ENTRIES PROVIDED »
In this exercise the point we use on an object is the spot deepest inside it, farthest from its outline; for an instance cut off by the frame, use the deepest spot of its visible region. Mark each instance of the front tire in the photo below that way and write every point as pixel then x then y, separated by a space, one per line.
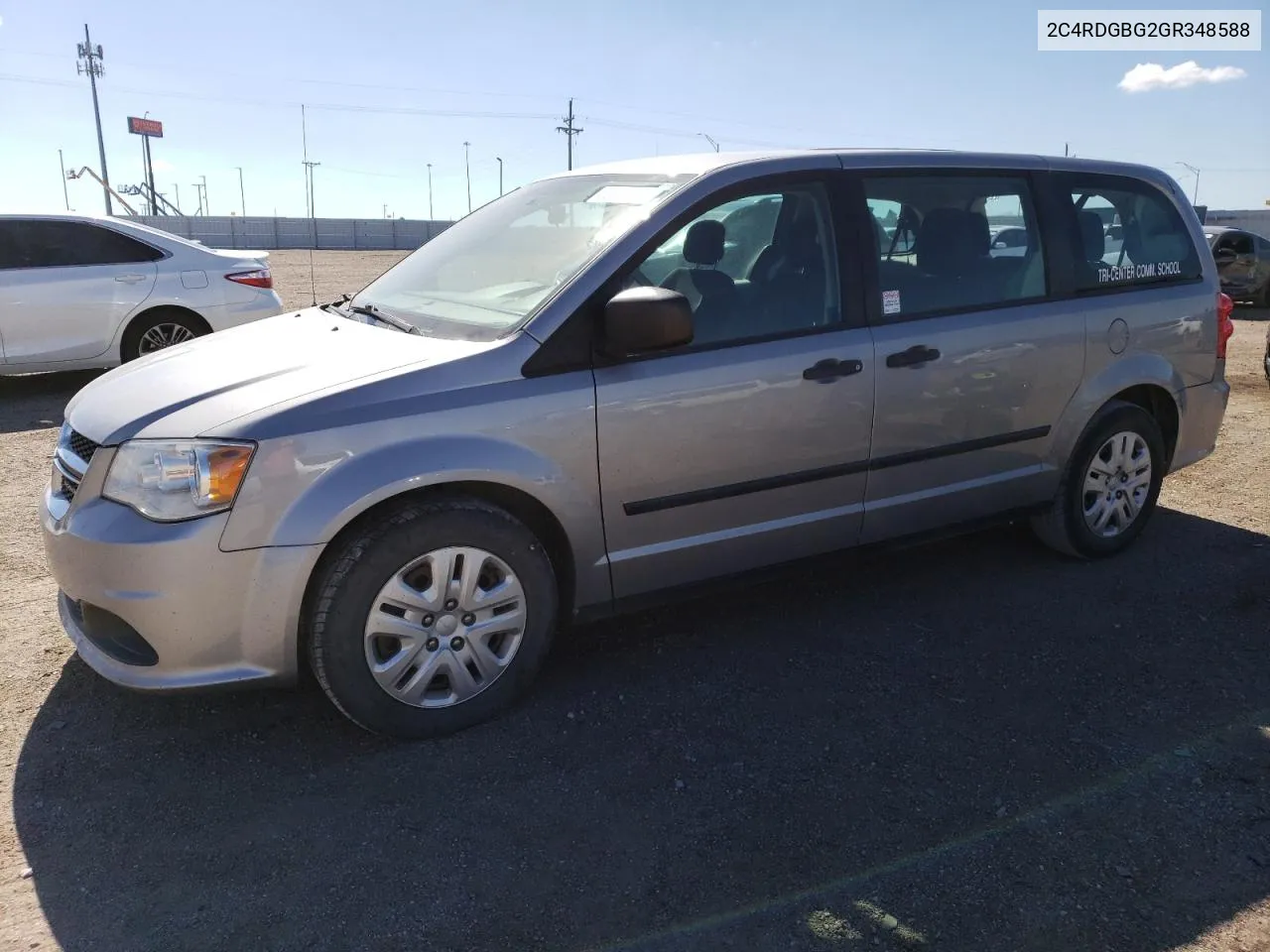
pixel 1110 488
pixel 434 619
pixel 159 330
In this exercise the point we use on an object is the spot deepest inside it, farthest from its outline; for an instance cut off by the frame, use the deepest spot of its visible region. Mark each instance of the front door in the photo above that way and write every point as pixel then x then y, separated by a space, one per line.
pixel 974 366
pixel 749 445
pixel 75 285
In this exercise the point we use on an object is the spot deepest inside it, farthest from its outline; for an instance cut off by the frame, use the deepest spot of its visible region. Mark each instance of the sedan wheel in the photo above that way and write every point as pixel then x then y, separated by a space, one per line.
pixel 163 335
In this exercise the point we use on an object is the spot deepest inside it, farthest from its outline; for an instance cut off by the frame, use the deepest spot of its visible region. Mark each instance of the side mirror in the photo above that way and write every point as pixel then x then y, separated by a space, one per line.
pixel 647 318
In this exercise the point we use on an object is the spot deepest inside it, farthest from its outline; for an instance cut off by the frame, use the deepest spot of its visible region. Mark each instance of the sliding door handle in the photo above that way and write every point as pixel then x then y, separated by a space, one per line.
pixel 915 357
pixel 832 368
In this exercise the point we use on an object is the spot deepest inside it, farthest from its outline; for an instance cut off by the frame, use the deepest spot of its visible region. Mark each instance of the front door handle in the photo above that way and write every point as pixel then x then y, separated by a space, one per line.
pixel 832 368
pixel 915 357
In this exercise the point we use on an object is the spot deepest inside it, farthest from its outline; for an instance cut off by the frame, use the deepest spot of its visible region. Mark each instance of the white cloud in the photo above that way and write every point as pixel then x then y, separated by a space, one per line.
pixel 1147 76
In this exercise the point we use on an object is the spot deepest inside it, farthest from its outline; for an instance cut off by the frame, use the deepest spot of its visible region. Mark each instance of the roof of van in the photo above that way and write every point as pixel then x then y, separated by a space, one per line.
pixel 699 163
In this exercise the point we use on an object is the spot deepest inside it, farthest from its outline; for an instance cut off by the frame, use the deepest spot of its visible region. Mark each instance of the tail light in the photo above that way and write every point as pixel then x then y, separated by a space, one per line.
pixel 259 278
pixel 1224 325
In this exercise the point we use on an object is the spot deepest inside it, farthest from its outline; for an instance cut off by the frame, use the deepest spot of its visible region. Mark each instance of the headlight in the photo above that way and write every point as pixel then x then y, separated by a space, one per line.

THE TASK » Set down exactly what runs from the line containing "of the roof" through the last line above, both lines included.

RESPONSE TO THE EXERCISE »
In this exercise the point we use on an object is the spot deepest inside it, farthest from its outline; for an instance cut off by the frame, use the deepest spot of its visible region. Mark each instance of the roof of van in the photo above that way and write every point as pixel then x then y, separated by a space, one per line.
pixel 699 163
In this exercise the point we use on an object is the spot deepest inside it, farthest from its outline; for an instance cut off by the frame, use the deepest spot of its visible region. Mark each instance of the tail light in the photo above that way and write every point as pixel then x then y, separated by a space, one per line.
pixel 259 278
pixel 1224 325
In this exercise the point we use on an object is the spot deepest inside it, farthest from its outline; for an instance cut off by the frame, use the deepest spot of its visible region. Mark each instance of the headlight in the photo above that way and write every point as pixel then x then y, separated by a space, one per line.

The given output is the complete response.